Along with Delta, United, and later American, locally-based Hub Airlines and other regional airlines flew to the airport in the 1960s and 1970s. The airport was the largest in Indiana not served by airlines classified as local service airlines by the Civil Aeronautics Board (e.g. Allegheny Airlines and Ozark Air Lines). Eastern Air Lines was the only CAB regulation-era "Big Four" airline that never served Baer Field.

In 1981, Baer Field's 1953 terminal building was modernized and expanded with features like jetways to handle increased traffic brought on by the Airline Deregulation Act. During the period immediately following deregulation in the late 1970s through the early 1980s, Air Wisconsin, Piedmont Airlines (later US Airways), and Republic Airlines began service to Baer Field. American also changed their Fort Wayne flights from Dallas to Chicago O'Hare, while Air Wisconsin took over United's Chicago route in partnership with United and later as United Express. Air Wisconsin also had a maintenance base on the west side of the airport in the 1980s and 1990s that handled BAe 146, BAe ATP, and later Canadair Regional Jet aircraft. After Air Wisconsin closed the maintenance base, Shuttle America briefly used the hangar before it lost its US Airways Express affiliation, flying passengers to the US Airways Pittsburgh hub. The former Air Wisconsin hangar was later used by Endeavor Air, and is presently in use by SkyWest. In 1985, management of Baer Field was transferred from the City of Fort Wayne to the newly established Fort Wayne-Allen County Airport Authority, with a board composed of equal numbers of City of Fort Wayne and Allen County officials.

===Fort Wayne International Airport===
In 1991 Baer Field was renamed Fort Wayne International Airport; the terminal was renamed to continue honoring Paul Frank Baer. Through the 1990s the airport underwent the largest expansion and revitalization in its history. Between 1994 and 1997, the terminal was again expanded, with design by MSKTD & Associates, Inc. Other improvements included runway upgrades and the Air Trade Center on the southwest side of the property. In 1998, Fort Wayne International Airport started advertising the airport to the general public for the first time. That same year, Delta ended its mainline jet service to Atlanta. Although this ended a tradition of service dating back to Chicago & Southern Airlines when the airport was converted to civil use in the 1940s, Delta continued to serve the airport via Delta Connection regional jets to Atlanta and Cincinnati. Other airlines serving the airport, including United, Northwest, and American, followed Delta's lead in introducing regional jets such as the Canadair Regional Jet, Fairchild Dornier 328JET, Avro RJ85, and the Embraer ERJ-145 to the airport. Turboprops such as the Saab 340, Beechcraft 1900, ATR 72, and Dash 8 also continued to play a role for flights to destinations such as Milwaukee, Pittsburgh, Cleveland, and Detroit, occasionally alongside larger jets such as the DC-9, Fokker 100, and Boeing 737 on the same routes.

▶ [Data rows]
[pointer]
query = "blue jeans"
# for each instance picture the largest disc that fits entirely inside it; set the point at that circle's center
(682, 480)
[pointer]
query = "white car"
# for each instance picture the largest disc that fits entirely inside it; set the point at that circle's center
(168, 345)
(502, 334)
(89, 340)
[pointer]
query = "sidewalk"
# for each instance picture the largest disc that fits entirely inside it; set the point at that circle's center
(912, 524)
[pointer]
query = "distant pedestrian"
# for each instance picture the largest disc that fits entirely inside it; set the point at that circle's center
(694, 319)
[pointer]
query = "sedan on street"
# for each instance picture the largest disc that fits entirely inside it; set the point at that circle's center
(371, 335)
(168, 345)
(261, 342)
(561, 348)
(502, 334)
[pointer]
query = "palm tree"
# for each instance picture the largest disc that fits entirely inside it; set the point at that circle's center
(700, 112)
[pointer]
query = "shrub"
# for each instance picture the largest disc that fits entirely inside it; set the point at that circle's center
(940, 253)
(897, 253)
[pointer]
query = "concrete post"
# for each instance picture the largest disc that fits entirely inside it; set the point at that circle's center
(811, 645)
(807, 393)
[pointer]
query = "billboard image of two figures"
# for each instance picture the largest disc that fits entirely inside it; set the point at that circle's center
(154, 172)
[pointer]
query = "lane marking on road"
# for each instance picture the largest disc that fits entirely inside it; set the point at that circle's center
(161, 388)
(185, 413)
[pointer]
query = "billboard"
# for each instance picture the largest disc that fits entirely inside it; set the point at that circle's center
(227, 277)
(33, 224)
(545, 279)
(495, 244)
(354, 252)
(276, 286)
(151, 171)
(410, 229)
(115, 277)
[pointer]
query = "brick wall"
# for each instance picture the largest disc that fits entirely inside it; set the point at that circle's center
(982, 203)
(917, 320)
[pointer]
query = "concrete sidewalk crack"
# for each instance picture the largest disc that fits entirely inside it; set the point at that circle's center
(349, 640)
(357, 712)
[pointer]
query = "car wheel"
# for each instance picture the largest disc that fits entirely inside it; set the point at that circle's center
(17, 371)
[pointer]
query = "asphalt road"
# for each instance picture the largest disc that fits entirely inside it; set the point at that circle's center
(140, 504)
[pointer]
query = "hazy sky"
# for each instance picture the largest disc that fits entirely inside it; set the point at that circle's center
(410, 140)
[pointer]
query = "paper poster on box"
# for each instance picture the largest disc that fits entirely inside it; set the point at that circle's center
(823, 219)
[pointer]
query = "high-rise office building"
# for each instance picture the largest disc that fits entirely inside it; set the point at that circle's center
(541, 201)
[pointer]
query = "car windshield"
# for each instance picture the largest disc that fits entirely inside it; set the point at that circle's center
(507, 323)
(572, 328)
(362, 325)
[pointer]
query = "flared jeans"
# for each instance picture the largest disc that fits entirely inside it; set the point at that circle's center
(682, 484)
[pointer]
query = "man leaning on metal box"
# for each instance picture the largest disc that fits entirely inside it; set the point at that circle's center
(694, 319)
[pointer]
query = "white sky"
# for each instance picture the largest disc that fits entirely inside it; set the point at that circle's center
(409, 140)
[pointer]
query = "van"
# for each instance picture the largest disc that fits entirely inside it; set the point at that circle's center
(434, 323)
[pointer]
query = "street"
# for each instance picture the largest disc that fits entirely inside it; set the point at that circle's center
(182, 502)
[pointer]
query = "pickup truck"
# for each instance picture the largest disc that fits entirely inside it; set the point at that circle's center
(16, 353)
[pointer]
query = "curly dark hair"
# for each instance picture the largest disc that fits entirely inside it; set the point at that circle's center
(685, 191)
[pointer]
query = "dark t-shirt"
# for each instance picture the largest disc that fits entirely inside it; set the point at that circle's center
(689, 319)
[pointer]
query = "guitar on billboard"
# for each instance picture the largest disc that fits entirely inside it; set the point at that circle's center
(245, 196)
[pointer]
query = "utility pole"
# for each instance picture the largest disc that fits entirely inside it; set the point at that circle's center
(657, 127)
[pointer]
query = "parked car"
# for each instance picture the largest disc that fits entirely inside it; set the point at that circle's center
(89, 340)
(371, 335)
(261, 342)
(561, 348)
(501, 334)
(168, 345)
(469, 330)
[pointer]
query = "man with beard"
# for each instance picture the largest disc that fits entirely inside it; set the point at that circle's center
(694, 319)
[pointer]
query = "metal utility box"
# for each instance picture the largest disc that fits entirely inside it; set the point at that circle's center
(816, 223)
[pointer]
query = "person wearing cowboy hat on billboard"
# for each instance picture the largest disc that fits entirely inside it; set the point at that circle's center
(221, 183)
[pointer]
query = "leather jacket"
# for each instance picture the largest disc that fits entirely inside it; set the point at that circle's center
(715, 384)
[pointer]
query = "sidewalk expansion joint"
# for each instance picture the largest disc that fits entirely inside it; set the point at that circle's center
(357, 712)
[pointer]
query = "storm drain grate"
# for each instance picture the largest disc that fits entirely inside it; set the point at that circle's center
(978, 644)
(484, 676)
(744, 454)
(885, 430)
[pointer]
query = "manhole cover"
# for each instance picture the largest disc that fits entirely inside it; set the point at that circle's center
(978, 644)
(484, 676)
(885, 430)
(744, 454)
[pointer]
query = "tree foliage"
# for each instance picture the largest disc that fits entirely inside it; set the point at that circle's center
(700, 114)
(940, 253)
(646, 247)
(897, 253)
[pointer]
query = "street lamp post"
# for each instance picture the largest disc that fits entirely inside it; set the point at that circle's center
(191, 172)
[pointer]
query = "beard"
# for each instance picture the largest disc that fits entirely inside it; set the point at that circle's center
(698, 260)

▶ [Objectives]
1. In the airport history, which firm designed the terminal expansion carried out between 1994 and 1997?
2. Condense the paragraph of the airport history that begins "In 1981, Baer Field's 1953 terminal building" into a bulleted list that keeps its main facts.

▶ [Answers for the exercise]
1. MSKTD & Associates, Inc.

2.
- In 1981, Baer Field's 1953 terminal was modernized and expanded, including jetways, to handle the extra traffic that followed the Airline Deregulation Act.
- From the late 1970s through the early 1980s, Air Wisconsin, Piedmont Airlines (later US Airways), and Republic Airlines began serving Baer Field.
- American moved its Fort Wayne flights from Dallas to Chicago O'Hare.
- Air Wisconsin took over United's Chicago route, first in partnership with United and later as United Express.
- In the 1980s and 1990s, Air Wisconsin ran a maintenance base on the airport's west side for BAe 146, BAe ATP, and later Canadair Regional Jet aircraft.
- After that base closed, Shuttle America briefly used the hangar for US Airways Express flights to Pittsburgh. Endeavor Air used the hangar later, and SkyWest uses it now.
- In 1985, management passed from the City of Fort Wayne to the new Fort Wayne-Allen County Airport Authority, whose board has equal numbers of city and county officials.